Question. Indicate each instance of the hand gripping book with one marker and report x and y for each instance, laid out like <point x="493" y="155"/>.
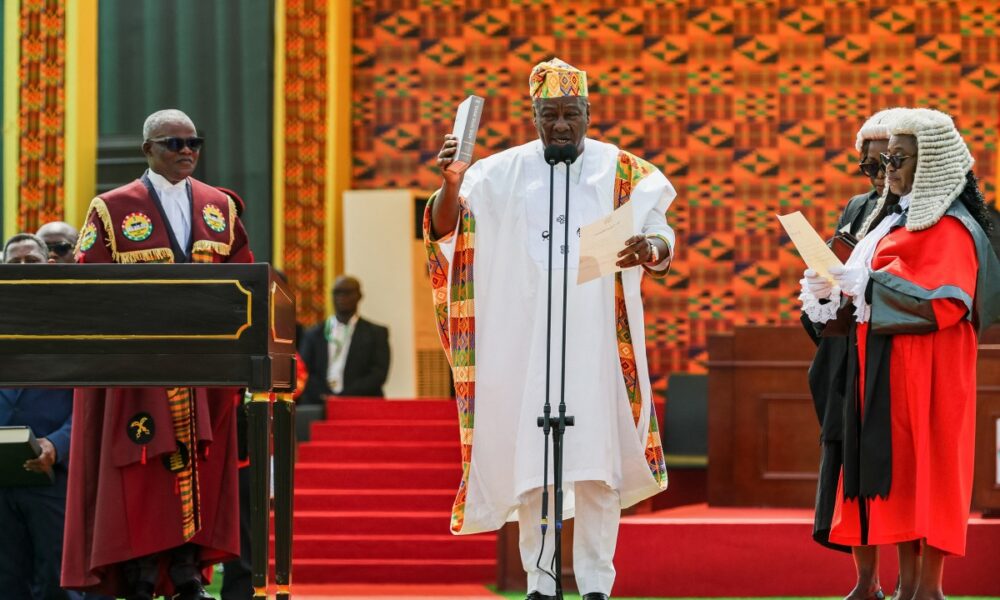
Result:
<point x="466" y="127"/>
<point x="17" y="445"/>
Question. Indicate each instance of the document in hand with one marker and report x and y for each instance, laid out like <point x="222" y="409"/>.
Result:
<point x="18" y="444"/>
<point x="600" y="243"/>
<point x="466" y="127"/>
<point x="813" y="250"/>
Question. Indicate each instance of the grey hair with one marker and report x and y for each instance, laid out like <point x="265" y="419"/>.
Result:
<point x="23" y="237"/>
<point x="161" y="118"/>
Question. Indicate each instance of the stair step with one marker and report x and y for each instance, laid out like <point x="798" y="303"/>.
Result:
<point x="372" y="523"/>
<point x="438" y="500"/>
<point x="355" y="409"/>
<point x="376" y="430"/>
<point x="375" y="476"/>
<point x="380" y="451"/>
<point x="395" y="547"/>
<point x="395" y="571"/>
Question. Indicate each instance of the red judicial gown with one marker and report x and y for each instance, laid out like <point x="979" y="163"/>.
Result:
<point x="124" y="501"/>
<point x="932" y="382"/>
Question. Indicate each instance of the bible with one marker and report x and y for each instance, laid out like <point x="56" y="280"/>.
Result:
<point x="17" y="445"/>
<point x="466" y="127"/>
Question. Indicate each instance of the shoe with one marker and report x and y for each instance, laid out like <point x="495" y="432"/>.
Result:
<point x="193" y="590"/>
<point x="142" y="591"/>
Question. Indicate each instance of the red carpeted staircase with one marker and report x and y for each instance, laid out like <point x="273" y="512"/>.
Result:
<point x="373" y="495"/>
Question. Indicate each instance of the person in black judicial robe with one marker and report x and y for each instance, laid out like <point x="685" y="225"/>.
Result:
<point x="345" y="355"/>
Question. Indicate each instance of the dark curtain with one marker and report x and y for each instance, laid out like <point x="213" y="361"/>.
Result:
<point x="214" y="61"/>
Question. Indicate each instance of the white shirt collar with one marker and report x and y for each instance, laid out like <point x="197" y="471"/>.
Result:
<point x="160" y="182"/>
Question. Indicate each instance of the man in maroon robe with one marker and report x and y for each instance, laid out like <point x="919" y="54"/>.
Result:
<point x="153" y="500"/>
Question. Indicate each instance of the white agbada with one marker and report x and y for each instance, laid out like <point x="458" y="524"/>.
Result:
<point x="508" y="195"/>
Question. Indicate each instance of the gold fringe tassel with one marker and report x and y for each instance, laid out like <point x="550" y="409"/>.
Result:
<point x="217" y="247"/>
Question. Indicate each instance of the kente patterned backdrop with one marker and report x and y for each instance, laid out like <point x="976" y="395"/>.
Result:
<point x="305" y="143"/>
<point x="750" y="108"/>
<point x="41" y="112"/>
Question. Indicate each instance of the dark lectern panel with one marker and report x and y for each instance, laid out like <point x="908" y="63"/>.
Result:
<point x="168" y="370"/>
<point x="202" y="310"/>
<point x="146" y="325"/>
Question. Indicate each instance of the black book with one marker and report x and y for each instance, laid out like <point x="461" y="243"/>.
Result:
<point x="17" y="445"/>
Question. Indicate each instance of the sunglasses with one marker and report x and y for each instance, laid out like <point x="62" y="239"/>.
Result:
<point x="896" y="160"/>
<point x="177" y="144"/>
<point x="60" y="248"/>
<point x="871" y="168"/>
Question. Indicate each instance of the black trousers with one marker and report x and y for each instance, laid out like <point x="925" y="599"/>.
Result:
<point x="236" y="574"/>
<point x="31" y="520"/>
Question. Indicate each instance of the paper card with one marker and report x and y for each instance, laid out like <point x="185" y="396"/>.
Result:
<point x="600" y="243"/>
<point x="813" y="250"/>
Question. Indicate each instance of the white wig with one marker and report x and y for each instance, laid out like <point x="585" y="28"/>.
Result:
<point x="943" y="160"/>
<point x="161" y="118"/>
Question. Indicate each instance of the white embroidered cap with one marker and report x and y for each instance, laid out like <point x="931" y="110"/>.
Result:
<point x="877" y="127"/>
<point x="943" y="159"/>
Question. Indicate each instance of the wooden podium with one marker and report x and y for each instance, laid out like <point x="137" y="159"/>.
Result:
<point x="165" y="325"/>
<point x="763" y="435"/>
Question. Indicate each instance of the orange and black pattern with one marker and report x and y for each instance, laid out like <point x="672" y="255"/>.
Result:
<point x="750" y="108"/>
<point x="41" y="112"/>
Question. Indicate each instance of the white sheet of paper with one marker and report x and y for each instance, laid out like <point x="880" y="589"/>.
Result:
<point x="600" y="243"/>
<point x="813" y="250"/>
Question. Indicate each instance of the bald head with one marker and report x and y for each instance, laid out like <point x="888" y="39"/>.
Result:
<point x="60" y="239"/>
<point x="346" y="295"/>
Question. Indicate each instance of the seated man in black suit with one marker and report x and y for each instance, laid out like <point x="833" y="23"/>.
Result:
<point x="345" y="354"/>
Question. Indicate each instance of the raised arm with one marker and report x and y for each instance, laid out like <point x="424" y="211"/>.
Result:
<point x="444" y="211"/>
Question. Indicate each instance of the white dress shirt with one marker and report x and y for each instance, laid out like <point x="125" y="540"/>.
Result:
<point x="338" y="339"/>
<point x="176" y="205"/>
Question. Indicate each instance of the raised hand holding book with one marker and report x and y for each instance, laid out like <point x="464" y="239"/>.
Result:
<point x="466" y="126"/>
<point x="17" y="445"/>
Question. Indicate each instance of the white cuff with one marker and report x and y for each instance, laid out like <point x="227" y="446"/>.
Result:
<point x="820" y="312"/>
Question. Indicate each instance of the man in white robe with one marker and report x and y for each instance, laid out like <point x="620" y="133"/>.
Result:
<point x="486" y="232"/>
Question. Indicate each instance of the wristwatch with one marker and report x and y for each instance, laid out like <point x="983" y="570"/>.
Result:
<point x="654" y="252"/>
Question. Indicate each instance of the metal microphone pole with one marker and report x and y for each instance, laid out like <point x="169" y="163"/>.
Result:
<point x="557" y="426"/>
<point x="545" y="420"/>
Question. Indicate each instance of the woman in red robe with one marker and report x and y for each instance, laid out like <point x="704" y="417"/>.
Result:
<point x="922" y="282"/>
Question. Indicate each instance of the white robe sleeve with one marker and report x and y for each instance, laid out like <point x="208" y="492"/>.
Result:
<point x="659" y="187"/>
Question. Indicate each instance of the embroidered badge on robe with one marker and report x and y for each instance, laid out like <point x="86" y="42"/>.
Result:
<point x="137" y="227"/>
<point x="88" y="237"/>
<point x="214" y="218"/>
<point x="141" y="428"/>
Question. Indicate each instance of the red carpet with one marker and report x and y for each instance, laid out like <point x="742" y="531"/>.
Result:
<point x="373" y="496"/>
<point x="701" y="551"/>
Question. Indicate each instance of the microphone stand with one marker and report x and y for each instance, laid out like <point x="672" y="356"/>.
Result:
<point x="556" y="426"/>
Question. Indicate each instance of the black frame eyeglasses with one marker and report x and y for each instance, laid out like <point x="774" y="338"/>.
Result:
<point x="871" y="168"/>
<point x="60" y="248"/>
<point x="176" y="144"/>
<point x="896" y="160"/>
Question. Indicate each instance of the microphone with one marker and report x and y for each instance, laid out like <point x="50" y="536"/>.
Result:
<point x="557" y="153"/>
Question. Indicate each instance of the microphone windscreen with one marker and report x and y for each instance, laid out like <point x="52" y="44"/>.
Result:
<point x="570" y="153"/>
<point x="552" y="154"/>
<point x="566" y="153"/>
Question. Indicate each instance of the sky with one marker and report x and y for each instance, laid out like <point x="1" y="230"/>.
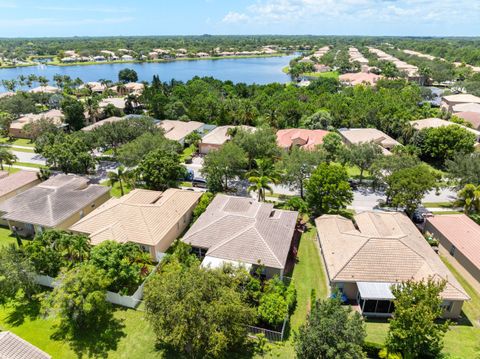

§ AIM OF THE EXERCISE:
Show each line of the listing above that contains the word "judicial", copied in full. Uppercase and lowercase letters count as different.

§ ANSWER TO THIS TASK:
Question. Indicate each instance of the red judicial gown with one marker and report x and y for each instance, laid out like <point x="979" y="163"/>.
Question. Indicate each instance of the person in black judicial robe with one marker and report x and y for each instance, laid out like <point x="685" y="225"/>.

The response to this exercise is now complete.